Напишите продолжение отрывка о поименном голосовании Конвента о наказании короля, начав сразу после его последнего предложения.

#### ИСХОДНЫЙ ТЕКСТ
◇ ◇ ◇

И вот наконец в восемь часов вечера начинается это изумительное голосование посредством вызова по именам, appel nominal. Какое наказание? Нерешительные жирондисты, решительные патриоты, люди, боящиеся короля, люди, боящиеся анархии, должны отвечать здесь и сейчас же. Бесчисленное множество патриотов волнуется в тускло освещенных лампами коридорах, теснится на всех галереях, во что бы то ни стало желая слышать. Приставы громко вызывают каждого депутата по имени и департаменту; каждый должен взойти на трибуну и дать ответ.

Очевидцы изобразили эту сцену третьего голосования и голосований, вытекающих из него, как самую странную во всей революции; сцену, растянувшуюся до бесконечности, продолжавшуюся с немногими короткими перерывами от среды до утра воскресенья. Длинная ночь переходит в день, утренняя бледность покрывает все лица, и снова спускаются зимние тени, и зажигаются тусклые лампы; но днем и ночью, в череде часов, депутаты один за другим непрерывно поднимаются по ступеням трибуны, останавливаются там на некоторое время в более ярком освещении наверху и произносят свое роковое слово, вновь погружаясь затем во мрак и толчею. В полночный час они похожи на призраков, на выходцев из ада! Никогда председателю Верньо и никакому другому председателю на земле не приходилось руководить ничем подобным. Жизнь короля и многое другое, зависящее от нее, дрожа, колеблется на весах. Один за другим члены Конвента поднимаются на трибуну; шум стихает, пока не произнесено: "Смерть", "Изгнание", "Пожизненное заключение". Многие говорят: "Смерть", но в самых осторожных, строго обдуманных фразах, с пояснениями, подкреплениями, какие только могут придумать, и со слабыми ходатайствами о помиловании. Многие говорят: "Изгнание; все, только не смертная казнь". Весы колеблются, никто не может еще предсказать, куда они склонятся. Патриоты в беспокойстве и ревут; приставы не могут усмирить их.

◇ ◇ ◇

#### ИСХОДНЫЕ ДАННЫЕ
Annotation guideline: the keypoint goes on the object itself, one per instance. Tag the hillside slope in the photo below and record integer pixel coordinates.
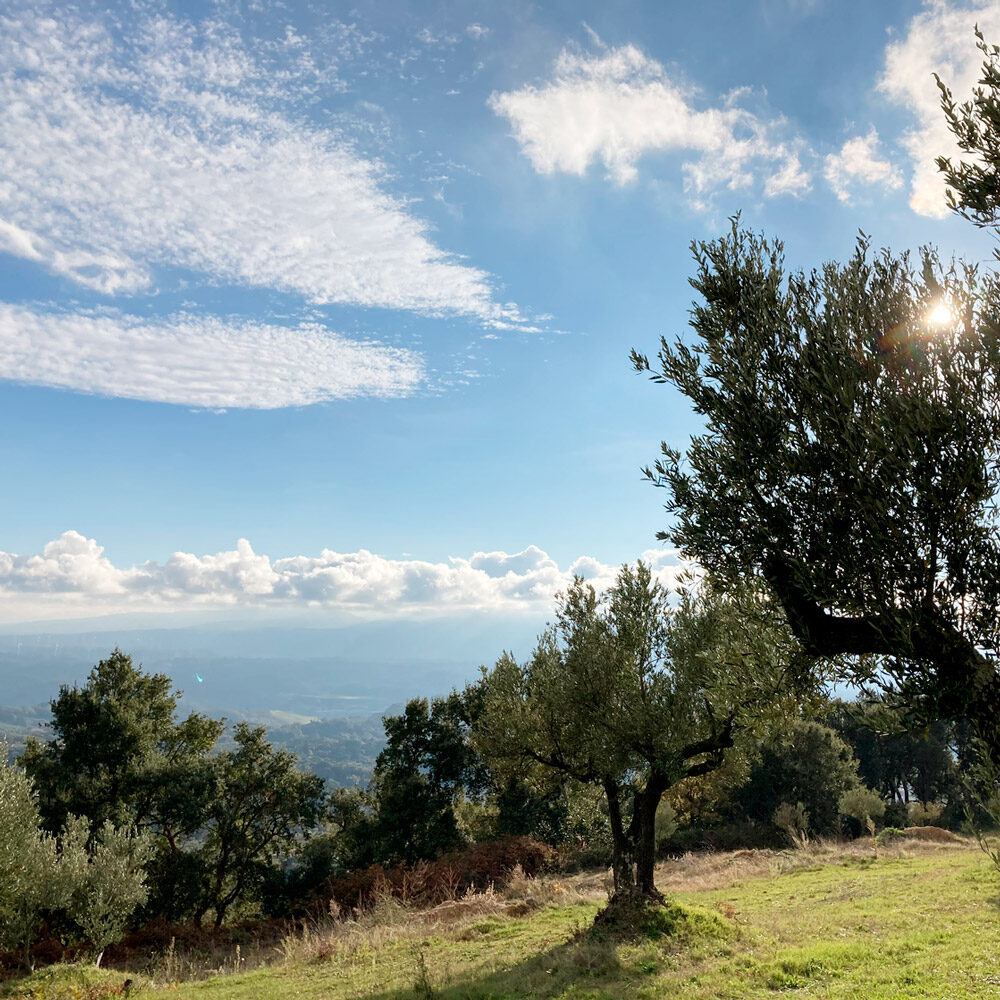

◇ ◇ ◇

#### ИТОГОВЫЙ РЕЗУЛЬТАТ
Ввиду такого яростного рева патриотов многие из бедных жирондистов говорят: "Смерть", мотивируя это столь неприятное для них слово краткой казуистикой и иезуитскими измышлениями. Даже Верньо говорит: "Смерть" - и также приводит иезуитские мотивы. Богатый Лепелетье Сен-Фаржо, сначала принадлежавший к дворянству, потом к патриотической левой в Конституанте, много говоривший и вносивший доклады, и там, и в других местах, против смертной казни, тем не менее теперь говорит: "Смерть" - слово, за которое он дорого поплатится. Манюэль, в прошлом августе определенно принадлежавший к решительным патриотам, но с сентября и с сентябрьских событий все более отстававший от них, высказывается за изгнание. Но ни одно слово его не могло бы встретить сочувствия в этом Конвенте, и он в немой злобе покидает это собрание навсегда. В коридоре его сильно толкают. Филипп Эгалите голосует согласно голосу своей души и зову своей совести - голосует за смерть; при этом слове, произнесенном им, даже патриоты качают головой, и по залу суда проносятся ропот и содрогание. Мнение Робеспьера не может подлежать сомнению; речь его длинна. Поднимается Сиейес и, едва остановившись, почти на ходу, кричит: "La mort sans phrases!" (Смерть без разговоров!) - и исчезает, как привидение или исчадие ада!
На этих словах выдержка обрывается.